DATA FOR REVIEW:
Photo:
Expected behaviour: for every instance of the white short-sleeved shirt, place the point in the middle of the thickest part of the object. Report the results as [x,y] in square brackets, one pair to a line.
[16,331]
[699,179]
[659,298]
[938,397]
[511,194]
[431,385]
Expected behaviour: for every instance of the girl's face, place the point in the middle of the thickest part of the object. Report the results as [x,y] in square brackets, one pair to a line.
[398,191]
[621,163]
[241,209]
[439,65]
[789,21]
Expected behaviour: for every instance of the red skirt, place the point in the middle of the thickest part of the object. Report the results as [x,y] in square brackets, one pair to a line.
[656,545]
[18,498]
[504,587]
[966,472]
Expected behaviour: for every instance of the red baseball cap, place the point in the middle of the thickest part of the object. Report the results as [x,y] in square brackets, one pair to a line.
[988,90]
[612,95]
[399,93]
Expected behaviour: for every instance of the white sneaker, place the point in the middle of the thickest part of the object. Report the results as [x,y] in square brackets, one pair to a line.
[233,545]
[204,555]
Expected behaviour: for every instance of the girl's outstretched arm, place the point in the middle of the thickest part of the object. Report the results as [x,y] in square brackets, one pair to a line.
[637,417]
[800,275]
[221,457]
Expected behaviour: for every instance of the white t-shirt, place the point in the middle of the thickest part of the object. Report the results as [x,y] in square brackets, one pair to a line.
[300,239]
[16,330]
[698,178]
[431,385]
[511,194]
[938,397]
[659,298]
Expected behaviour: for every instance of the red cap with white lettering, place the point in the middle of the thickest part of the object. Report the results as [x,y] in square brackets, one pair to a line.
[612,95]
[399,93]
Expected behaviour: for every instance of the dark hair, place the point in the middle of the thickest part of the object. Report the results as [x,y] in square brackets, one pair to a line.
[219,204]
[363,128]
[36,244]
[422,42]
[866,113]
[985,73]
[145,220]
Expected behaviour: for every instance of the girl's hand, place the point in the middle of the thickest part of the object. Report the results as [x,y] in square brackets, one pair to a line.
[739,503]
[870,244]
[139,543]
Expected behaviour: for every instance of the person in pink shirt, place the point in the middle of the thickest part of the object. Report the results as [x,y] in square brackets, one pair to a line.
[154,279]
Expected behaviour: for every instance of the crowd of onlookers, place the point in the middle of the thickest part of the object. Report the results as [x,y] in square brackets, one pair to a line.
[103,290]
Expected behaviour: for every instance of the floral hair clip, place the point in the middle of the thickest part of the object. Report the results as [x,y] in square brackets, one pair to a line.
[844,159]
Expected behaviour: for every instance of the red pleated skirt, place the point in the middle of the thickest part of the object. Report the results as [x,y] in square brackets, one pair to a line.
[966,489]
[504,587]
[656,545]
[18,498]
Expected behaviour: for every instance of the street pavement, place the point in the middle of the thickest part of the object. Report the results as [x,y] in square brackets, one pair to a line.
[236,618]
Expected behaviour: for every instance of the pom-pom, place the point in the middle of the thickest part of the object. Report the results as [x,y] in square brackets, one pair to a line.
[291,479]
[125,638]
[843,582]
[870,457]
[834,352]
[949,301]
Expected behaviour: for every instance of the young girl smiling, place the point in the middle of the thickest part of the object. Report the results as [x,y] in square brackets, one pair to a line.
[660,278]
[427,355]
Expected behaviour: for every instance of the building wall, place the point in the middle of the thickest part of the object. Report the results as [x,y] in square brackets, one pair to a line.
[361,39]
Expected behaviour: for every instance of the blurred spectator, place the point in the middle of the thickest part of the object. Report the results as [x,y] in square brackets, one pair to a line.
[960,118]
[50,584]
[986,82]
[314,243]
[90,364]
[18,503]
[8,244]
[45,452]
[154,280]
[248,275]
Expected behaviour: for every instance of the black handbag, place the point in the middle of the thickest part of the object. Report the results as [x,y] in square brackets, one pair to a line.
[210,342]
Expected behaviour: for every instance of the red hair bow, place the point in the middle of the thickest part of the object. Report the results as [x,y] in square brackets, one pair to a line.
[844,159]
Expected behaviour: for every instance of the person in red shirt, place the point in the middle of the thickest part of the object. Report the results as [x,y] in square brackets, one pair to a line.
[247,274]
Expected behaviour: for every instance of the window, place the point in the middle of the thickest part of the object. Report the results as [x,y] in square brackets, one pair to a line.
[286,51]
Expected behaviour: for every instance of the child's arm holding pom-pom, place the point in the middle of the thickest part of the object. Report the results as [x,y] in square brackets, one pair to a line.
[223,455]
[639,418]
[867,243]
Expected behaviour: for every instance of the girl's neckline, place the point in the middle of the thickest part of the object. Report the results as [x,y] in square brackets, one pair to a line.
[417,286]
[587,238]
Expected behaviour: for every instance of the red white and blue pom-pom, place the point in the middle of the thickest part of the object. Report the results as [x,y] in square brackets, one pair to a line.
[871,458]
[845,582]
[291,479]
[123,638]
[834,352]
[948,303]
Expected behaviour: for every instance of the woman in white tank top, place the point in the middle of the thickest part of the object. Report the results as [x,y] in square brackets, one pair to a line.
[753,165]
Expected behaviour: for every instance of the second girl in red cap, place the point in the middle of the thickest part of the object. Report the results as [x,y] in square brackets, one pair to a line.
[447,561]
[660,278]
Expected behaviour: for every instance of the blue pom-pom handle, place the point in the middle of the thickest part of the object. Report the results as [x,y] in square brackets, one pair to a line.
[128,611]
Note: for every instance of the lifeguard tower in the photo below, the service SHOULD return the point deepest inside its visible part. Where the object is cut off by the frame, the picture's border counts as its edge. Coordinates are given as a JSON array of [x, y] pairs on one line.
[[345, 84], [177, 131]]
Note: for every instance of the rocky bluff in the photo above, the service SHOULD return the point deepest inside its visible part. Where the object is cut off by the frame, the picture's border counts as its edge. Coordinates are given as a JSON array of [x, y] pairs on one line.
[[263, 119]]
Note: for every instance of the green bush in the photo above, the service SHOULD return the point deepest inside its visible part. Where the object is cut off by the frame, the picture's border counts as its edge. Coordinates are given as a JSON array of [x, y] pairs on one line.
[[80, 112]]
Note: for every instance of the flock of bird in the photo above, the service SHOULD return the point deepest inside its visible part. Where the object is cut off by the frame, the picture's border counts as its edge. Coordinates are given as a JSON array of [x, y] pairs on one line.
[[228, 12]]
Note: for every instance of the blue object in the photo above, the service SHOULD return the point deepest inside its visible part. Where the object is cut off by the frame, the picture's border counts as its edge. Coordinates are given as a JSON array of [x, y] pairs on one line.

TRY IT: Your reply should consist of all the records, set down exactly.

RESULT:
Photo:
Expected behaviour: for every instance of the white short-sleeved shirt, place the point in the middle of the thickest part of the object. Report the results as [x,y] in square brackets, one pair to a line.
[16,331]
[699,179]
[659,298]
[938,397]
[511,194]
[431,385]
Expected behaviour: for every instance of the girl's face, place the point in the middle of the thickest part of the object. Report the results as [x,y] in square brackets, one pair to a line.
[398,191]
[621,163]
[241,209]
[439,65]
[789,21]
Expected behaviour: for every instance of the red skirt, place the point in the middle of the thickest part of the object. Report the results as [x,y] in square brackets, one pair to a line.
[656,545]
[18,498]
[504,587]
[966,472]
Expected behaviour: for every instance of the red baseball cap, place the point in the middle of the thickest part of the object. Report the results as [x,y] in square brackets, one pair to a line.
[988,90]
[612,95]
[399,93]
Expected behaviour: for every instance of the white sneaker, place the point in the middle of the thickest part of the object. Report the results as [x,y] in square brackets, one pair to a line.
[233,545]
[204,555]
Expected behaviour: for every instance of the girl's outstretched arm, place the point in the middle of the thickest part of the object. Report the results as [x,y] in square brackets, one pair to a line.
[637,417]
[800,275]
[221,457]
Expected behaviour: for every instance of the white t-shirt, place the point in the middle of the thickest part of the object. Report the results as [x,y] in square brackets, one pair to a line.
[300,239]
[16,330]
[698,178]
[431,385]
[511,194]
[938,397]
[659,298]
Expected behaviour: for every instance of the red cap with white lettering, place the point in the middle of the thickest part of the object. Report the results as [x,y] in square brackets, one pair to a line.
[612,95]
[399,93]
Expected behaviour: for every instance of the dark hair, place the point in the middle of the thickest part of the object. Report the results as [x,y] in square brackets, one pair to a line.
[219,204]
[363,128]
[36,244]
[422,42]
[866,113]
[985,73]
[145,220]
Expected behaviour: for every instance of the girl's hand, place the point in the middle of the thickest part of the object. Report the results as [x,y] in square brackets, one pair to a line.
[739,503]
[870,244]
[139,543]
Expected behaviour: for every instance of the person in pink shirt, place the point in the middle of the thickest part of the object. Report the results as [x,y] in square brackets, one pair to a line.
[154,279]
Expected behaviour: for every instance of the crowd of onlookers, place the point in the middle of the thickest part of the object. Report the results as [x,y] in square brackets, one pair to a line.
[103,290]
Expected behaviour: for every instance of the floral hair clip, place the point in the middle of the thickest part of the object. Report the results as [x,y] in square brackets, one pair to a line.
[844,159]
Expected behaviour: for every instance of the red pleated skirt, place the point in the middle of the thickest part of the object. Report the results as [x,y] in square brackets, one pair to a line.
[966,489]
[504,587]
[656,545]
[18,498]
Expected behaviour: for every instance of the street pavement, place the point in the middle of the thickest part of the object. Report the results as [x,y] in square brackets, one pair to a line.
[236,618]
Expected behaviour: for every instance of the pom-pom, place the point in the middle of the thickest part of the object. Report the results as [x,y] in square brackets, one pair to a line.
[291,479]
[125,638]
[843,582]
[870,457]
[834,352]
[949,301]
Expected behaviour: for every instance of the young girl smiling, place the point in the middle of the thickest part of the object. Report the results as [x,y] in square brackets, one pair to a line.
[660,278]
[427,355]
Expected behaviour: for every instance of the building wall, place the point in the middle of the thickest part of the object. Report the results as [x,y] in square brackets, one pair to a line.
[361,39]
Expected behaviour: for every instance of the blurred spectator, place the point in the middle of the thickest part of the object. Report the results as [x,y] in square brackets, one pair to a line.
[960,118]
[50,584]
[986,82]
[314,243]
[90,364]
[18,503]
[8,244]
[45,452]
[154,280]
[248,275]
Expected behaviour: for every instance of the black handbag, place the point in the middle of the thickest part of the object. Report the results as [x,y] in square brackets, one pair to a line.
[210,342]
Expected behaviour: for every instance of the red hair bow, place the point in the middle of the thickest part of the object. Report the results as [x,y] in square brackets, one pair to a line.
[844,159]
Expected behaviour: for every instance of the person in red shirt, place the point in the middle of the thickest part of the object. Report the results as [x,y] in square brackets, one pair to a line.
[247,274]
Expected behaviour: for every instance of the window, place the point in the middle of the thickest part of the object. Report the results as [x,y] in square brackets, one pair to a line.
[286,51]
Expected behaviour: for every instance of the child's arm holding pom-pom, place the point in the middle of the thickest part of the object. Report the results as [x,y] in square brackets, one pair to a line.
[223,455]
[639,418]
[867,243]
Expected behaviour: for every instance of the girl's neckline, place the point in the middle of the thickest part of the object. Report the results as [x,y] in square brackets, one pair to a line.
[417,286]
[587,238]
Expected behaviour: for every instance of the red white and blue pom-pom, place the point in the middle of the thickest part of the object. Report the results as [x,y] in square brackets, one pair to a line.
[871,458]
[845,582]
[291,479]
[123,638]
[834,352]
[948,303]
Expected behaviour: for every instance of the woman in white tank top, place the point in the middle of the thickest part of the object. Report the results as [x,y] in square brackets, one pair to a line.
[753,165]
Expected behaviour: for every instance of the second girl in red cap, place the point in the middle of the thickest part of the object. Report the results as [x,y] in square brackets, one pair to a line.
[447,561]
[660,278]
Expected behaviour: for every instance of the blue pom-pom handle, place the point in the middle of the thickest part of the object. Report the results as [x,y] in square brackets, one pair to a line.
[128,611]
Note: for every instance of the lifeguard tower in the photo below, the service SHOULD return the point deepest inside its visible part. Where the object is cut off by the frame, the picture's border counts as its edge. Coordinates are given as a JSON array of [x, y] pairs on one line.
[[345, 84], [177, 131]]
Note: for every instance of the rocky bluff in the photo above, the service SHOULD return the point deepest inside its visible part. Where the object is cut off by the frame, the picture's border counts as its edge. Coordinates are given as a JSON array of [x, y] pairs on one line.
[[263, 119]]
Note: for every instance of the green bush in the photo above, the service SHOULD return the point deepest inside its visible part. Where the object is cut off by the frame, the picture's border counts as its edge. Coordinates are given as a JSON array of [x, y] pairs on one line.
[[80, 112]]
Note: for every instance of the flock of bird in the photo above, the service SHOULD return the point deepest inside its visible part. Where the object is cut off by the frame, the picture's border counts as its edge. Coordinates are given as a JSON array of [x, y] pairs on one line.
[[228, 12]]
Note: for every instance of the blue object in the photo above, the service SHOULD return the point deepest inside its visible part. Where the object is cut off by the frame, the picture's border counts as its edge. Coordinates are given as a JSON array of [x, y] pairs on one line.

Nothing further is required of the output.